=== DATA LINES ===
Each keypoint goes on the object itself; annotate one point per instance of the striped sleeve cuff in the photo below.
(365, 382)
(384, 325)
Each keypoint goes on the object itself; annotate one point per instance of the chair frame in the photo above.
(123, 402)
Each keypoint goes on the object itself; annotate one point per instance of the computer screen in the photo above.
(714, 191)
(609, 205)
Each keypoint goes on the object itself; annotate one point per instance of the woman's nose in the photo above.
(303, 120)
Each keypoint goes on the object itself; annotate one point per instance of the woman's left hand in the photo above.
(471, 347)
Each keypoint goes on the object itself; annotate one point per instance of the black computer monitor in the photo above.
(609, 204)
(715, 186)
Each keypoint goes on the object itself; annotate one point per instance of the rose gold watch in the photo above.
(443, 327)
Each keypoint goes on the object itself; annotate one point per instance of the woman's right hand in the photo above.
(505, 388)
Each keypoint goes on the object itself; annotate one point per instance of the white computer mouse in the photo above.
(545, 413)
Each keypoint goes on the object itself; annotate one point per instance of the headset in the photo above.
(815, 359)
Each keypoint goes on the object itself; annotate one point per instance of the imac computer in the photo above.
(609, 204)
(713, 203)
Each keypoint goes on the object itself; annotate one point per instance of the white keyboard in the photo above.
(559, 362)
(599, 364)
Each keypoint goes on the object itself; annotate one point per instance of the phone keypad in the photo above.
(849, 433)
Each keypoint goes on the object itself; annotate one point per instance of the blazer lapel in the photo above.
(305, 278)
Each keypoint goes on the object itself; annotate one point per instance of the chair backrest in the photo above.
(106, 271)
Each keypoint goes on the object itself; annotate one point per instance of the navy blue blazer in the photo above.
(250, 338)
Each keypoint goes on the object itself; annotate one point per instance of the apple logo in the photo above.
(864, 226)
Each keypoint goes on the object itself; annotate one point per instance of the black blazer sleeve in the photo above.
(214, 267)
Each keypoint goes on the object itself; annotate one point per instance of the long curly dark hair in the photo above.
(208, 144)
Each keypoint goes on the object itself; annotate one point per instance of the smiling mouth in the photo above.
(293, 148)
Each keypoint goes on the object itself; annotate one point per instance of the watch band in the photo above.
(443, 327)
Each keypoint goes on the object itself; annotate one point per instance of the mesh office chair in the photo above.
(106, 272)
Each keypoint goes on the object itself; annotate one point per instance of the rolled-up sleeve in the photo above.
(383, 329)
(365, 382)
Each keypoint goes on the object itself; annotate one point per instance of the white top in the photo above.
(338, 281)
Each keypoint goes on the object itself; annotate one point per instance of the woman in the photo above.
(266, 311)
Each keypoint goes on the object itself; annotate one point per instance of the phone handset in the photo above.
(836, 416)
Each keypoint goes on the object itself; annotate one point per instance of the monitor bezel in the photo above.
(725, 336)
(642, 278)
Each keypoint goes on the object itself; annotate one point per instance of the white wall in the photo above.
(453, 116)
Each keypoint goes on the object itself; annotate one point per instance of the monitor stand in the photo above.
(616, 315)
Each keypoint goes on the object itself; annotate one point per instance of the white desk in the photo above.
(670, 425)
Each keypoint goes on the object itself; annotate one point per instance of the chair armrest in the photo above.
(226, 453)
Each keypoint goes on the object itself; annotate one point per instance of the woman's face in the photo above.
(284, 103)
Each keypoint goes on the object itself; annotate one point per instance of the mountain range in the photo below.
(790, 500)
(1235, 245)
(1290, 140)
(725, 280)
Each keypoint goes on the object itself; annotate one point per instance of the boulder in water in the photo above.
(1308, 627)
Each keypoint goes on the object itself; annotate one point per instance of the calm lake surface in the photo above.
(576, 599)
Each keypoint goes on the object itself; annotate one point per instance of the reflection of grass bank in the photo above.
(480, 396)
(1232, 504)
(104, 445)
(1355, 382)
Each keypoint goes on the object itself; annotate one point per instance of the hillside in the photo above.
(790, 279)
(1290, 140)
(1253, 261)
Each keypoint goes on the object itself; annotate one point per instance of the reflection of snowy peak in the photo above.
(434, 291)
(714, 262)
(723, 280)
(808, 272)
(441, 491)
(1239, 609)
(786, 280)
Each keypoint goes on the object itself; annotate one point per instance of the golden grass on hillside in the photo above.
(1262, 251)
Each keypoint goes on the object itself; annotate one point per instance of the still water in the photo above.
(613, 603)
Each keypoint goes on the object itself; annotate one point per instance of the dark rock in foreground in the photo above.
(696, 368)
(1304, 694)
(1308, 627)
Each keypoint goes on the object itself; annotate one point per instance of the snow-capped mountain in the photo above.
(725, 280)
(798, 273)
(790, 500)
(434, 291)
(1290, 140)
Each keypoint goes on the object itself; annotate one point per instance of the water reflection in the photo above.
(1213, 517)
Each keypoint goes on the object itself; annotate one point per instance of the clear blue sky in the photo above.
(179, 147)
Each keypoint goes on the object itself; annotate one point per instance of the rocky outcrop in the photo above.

=== WHAT NEEDS TO BE DONE ===
Extract exactly the lines between the line containing "peak in the photo above." and the end of the data, including both.

=== RESPONSE FOR THIS EXERCISE ===
Each keypoint goes on the object itself; annotate one point per instance of the reflection of snowy peak in the photo above.
(434, 291)
(714, 262)
(723, 280)
(808, 272)
(441, 491)
(1239, 609)
(786, 280)
Each keypoint goes on the object itself; annotate one point per instance of the golden grass on hillside in the photo above.
(1262, 251)
Each keypoint goes on the object itself; annotate one point per instance of the still water in the photo above.
(613, 603)
Each keypoint goes on the object itself; annotate one point per instance of the dark rock in foreground in the photo above.
(696, 368)
(1304, 694)
(1308, 627)
Each keypoint goes on the object itself; annotate one point per instance of the snow-capped mountain in the photo above.
(725, 280)
(798, 273)
(790, 500)
(434, 291)
(1290, 140)
Each keypoint goes on the object itself; annotate one point per instance of the water reflection in the photo above.
(1213, 517)
Each keypoint goes on the object itself; annotate one point per instance of the clear blue sky in the photo above.
(179, 147)
Each keypoint goes on the object itself; annotate one point per instance of the rocky outcrop in the photo above.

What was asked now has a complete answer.